What this task involves: Return the following from the records below: each line, word for word, starting with the line that contains "Annotate the wooden post" and going on through the line that contains "Annotate the trailer wheel", with nothing outside that range.

━━━━━━━━━━━━━━━━

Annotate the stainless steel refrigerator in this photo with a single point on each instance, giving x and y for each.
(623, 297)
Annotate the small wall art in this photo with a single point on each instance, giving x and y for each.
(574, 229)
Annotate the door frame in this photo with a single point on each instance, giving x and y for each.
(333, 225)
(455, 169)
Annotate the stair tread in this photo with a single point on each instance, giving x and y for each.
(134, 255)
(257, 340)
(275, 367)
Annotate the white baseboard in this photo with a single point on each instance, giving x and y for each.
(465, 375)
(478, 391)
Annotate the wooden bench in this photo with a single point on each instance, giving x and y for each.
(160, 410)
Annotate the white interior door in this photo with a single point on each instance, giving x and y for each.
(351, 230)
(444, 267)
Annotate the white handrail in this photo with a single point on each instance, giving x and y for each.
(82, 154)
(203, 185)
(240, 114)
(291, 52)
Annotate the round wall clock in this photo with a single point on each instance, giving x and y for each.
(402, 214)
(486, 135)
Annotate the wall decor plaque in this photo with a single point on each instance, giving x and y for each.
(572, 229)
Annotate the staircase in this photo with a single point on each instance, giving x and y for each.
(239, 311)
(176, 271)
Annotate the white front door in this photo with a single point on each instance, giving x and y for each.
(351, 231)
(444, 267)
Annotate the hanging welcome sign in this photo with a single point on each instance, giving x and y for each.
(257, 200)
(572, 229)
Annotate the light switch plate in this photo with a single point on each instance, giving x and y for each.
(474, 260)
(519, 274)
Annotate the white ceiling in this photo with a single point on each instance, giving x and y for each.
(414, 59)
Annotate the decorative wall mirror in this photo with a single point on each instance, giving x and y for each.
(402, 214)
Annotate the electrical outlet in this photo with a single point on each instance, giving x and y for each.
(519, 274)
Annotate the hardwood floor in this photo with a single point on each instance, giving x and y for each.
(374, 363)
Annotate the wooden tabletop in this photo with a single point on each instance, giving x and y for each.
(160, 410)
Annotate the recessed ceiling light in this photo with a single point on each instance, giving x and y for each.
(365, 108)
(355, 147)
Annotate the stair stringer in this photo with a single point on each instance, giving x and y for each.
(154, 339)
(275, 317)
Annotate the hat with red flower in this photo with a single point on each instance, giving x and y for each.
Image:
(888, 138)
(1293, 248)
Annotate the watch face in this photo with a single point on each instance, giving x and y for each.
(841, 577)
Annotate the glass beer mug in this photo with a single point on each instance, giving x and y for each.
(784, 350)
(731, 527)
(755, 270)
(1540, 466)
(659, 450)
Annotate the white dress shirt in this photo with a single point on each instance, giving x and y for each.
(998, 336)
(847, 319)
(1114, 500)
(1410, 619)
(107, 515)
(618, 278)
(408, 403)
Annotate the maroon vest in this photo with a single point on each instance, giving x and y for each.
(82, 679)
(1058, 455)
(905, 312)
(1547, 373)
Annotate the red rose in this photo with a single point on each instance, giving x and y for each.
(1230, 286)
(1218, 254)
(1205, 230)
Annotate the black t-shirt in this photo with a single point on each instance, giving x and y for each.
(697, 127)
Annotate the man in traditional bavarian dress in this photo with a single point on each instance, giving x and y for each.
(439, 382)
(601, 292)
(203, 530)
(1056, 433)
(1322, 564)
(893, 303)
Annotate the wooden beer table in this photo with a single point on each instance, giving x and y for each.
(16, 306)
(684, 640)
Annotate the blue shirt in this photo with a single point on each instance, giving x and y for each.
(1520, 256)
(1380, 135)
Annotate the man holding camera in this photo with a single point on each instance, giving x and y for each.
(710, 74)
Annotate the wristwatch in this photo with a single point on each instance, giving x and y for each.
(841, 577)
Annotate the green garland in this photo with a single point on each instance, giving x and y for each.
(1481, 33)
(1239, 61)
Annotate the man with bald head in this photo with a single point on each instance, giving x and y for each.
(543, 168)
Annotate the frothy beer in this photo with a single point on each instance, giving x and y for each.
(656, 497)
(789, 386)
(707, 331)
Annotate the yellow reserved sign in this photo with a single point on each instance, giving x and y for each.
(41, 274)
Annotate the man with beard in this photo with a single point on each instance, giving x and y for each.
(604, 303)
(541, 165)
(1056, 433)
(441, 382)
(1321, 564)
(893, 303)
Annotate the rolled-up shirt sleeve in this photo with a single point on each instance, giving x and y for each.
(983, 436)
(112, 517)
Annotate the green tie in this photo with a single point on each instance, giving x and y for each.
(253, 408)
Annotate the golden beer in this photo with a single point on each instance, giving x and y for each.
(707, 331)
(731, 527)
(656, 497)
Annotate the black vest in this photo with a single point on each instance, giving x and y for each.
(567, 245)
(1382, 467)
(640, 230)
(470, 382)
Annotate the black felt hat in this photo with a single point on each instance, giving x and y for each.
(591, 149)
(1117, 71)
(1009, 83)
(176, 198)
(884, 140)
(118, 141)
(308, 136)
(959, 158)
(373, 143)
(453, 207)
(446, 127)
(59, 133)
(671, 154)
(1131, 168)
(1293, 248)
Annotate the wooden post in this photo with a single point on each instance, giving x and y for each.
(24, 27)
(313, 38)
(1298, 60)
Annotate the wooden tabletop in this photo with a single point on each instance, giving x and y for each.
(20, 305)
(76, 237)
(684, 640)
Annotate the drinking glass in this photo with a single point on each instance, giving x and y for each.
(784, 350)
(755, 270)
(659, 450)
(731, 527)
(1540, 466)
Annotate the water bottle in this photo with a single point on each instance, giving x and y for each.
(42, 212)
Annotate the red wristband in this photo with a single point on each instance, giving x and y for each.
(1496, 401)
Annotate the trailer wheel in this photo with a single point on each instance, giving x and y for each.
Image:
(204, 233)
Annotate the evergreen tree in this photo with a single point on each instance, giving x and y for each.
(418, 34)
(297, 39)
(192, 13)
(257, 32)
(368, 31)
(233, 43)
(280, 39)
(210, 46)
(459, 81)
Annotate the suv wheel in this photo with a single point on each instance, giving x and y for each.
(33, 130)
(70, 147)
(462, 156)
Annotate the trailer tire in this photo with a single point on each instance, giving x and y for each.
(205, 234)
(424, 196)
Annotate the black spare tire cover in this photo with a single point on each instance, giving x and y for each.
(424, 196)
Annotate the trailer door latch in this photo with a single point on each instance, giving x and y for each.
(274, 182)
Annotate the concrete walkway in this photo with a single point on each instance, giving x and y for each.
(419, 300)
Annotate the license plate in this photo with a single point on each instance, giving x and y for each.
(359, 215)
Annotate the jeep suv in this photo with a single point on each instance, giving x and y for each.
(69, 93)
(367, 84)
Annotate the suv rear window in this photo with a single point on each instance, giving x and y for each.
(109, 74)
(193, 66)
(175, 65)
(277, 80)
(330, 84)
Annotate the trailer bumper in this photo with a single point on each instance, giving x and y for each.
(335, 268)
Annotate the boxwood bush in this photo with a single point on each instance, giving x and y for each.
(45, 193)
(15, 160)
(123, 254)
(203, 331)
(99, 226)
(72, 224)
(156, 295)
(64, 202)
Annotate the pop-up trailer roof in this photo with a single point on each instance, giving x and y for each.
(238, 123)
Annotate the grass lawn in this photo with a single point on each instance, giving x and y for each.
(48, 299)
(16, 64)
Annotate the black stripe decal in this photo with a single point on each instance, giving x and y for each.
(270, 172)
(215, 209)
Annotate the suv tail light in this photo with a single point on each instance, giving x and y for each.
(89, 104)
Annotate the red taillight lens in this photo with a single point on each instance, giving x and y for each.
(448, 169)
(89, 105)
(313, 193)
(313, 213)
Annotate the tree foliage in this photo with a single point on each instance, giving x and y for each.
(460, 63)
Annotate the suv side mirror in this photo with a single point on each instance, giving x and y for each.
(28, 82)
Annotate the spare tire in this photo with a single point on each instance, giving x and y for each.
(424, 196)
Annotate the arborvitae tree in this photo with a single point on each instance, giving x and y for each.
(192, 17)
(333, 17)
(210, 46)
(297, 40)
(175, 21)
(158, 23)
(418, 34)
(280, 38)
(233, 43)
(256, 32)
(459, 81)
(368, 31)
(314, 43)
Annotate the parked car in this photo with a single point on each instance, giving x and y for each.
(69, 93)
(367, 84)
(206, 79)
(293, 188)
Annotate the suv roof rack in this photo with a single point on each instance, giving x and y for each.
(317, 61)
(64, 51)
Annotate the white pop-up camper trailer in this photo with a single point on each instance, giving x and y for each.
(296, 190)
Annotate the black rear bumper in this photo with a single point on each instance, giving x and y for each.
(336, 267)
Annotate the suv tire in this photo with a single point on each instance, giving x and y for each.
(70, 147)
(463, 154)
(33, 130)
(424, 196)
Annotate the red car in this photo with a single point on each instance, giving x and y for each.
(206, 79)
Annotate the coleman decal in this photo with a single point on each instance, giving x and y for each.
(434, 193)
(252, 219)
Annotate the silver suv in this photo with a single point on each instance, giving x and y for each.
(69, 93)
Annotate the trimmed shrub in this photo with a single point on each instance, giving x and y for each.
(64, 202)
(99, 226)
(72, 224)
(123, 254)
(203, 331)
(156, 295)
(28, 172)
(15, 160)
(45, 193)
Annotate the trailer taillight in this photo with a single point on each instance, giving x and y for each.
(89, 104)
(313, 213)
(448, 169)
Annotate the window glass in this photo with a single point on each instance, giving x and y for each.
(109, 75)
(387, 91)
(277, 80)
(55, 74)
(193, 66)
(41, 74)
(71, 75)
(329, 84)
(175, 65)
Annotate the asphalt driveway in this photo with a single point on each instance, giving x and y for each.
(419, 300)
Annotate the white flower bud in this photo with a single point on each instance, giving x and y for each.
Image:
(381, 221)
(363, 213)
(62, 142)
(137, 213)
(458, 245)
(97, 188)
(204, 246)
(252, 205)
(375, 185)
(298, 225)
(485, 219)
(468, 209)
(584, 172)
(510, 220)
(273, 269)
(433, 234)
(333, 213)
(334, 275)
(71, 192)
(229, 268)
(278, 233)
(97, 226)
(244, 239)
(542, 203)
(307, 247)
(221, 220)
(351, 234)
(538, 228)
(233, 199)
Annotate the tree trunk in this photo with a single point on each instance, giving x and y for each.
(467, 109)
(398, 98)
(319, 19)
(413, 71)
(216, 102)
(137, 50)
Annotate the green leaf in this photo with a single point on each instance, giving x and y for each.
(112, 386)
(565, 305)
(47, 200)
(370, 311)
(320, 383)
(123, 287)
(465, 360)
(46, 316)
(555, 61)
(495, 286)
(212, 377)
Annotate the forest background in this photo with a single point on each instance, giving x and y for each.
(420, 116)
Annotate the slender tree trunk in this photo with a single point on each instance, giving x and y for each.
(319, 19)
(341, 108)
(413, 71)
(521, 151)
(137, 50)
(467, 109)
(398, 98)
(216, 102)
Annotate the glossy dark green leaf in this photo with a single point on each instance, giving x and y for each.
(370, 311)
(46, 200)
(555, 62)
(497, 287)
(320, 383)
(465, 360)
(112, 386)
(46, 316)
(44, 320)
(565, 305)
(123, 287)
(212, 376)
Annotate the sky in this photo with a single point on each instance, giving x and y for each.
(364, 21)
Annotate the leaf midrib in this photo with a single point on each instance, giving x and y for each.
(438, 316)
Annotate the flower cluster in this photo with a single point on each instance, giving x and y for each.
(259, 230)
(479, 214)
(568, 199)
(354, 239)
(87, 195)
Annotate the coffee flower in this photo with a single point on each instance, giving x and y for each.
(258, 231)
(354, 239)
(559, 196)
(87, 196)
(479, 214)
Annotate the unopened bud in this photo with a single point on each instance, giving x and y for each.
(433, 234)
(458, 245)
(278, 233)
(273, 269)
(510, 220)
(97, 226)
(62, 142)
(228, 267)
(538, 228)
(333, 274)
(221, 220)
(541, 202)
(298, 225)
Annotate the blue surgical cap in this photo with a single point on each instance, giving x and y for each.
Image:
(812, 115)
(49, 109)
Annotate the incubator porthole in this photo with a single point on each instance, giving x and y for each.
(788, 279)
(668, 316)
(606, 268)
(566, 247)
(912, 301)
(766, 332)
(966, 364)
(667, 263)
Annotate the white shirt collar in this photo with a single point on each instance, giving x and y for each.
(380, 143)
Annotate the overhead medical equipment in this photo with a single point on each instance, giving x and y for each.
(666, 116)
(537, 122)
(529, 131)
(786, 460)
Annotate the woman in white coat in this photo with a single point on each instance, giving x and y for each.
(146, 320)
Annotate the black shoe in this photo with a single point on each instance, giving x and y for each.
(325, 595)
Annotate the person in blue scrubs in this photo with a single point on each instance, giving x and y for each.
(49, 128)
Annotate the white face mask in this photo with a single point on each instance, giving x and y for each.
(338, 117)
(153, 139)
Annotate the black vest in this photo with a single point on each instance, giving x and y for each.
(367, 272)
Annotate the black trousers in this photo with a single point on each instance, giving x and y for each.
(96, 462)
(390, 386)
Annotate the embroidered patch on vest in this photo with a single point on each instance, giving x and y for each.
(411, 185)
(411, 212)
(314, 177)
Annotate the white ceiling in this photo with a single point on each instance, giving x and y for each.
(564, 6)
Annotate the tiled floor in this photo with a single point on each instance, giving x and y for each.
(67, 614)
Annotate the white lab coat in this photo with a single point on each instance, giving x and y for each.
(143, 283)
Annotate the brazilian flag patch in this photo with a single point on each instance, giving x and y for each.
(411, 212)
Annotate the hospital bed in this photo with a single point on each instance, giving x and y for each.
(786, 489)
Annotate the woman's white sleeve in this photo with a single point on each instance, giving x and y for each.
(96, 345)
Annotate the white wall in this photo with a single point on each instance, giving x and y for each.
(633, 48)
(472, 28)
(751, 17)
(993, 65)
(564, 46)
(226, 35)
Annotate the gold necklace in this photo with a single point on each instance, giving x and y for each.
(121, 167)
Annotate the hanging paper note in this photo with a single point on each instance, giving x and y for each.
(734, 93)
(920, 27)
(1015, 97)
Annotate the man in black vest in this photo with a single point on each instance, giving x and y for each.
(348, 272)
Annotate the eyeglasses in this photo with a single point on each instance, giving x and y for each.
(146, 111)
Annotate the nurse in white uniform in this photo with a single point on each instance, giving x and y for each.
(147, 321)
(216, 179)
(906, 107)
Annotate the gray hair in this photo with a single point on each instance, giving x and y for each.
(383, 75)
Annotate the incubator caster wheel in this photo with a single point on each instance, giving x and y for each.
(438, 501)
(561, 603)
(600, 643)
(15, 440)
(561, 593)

━━━━━━━━━━━━━━━━

Response for this exercise:
Annotate the wooden post in this photo with a single point on each instance, giving x and y for each.
(24, 27)
(313, 38)
(1298, 60)
Annotate the wooden tabletop in this photo with a single point on each instance, giving x and y for each.
(20, 305)
(76, 237)
(684, 640)
Annotate the drinking glass in this photo with a single point on each instance, giving x and y for each.
(784, 350)
(755, 270)
(659, 450)
(731, 527)
(1540, 466)
Annotate the water bottle in this photo with a single point on each instance, giving x and y for each.
(42, 212)
Annotate the red wristband in this photo with a single point on each instance, giving x and y for each.
(1496, 401)
Annotate the trailer wheel in this photo with a single point on each instance, giving x and y for each.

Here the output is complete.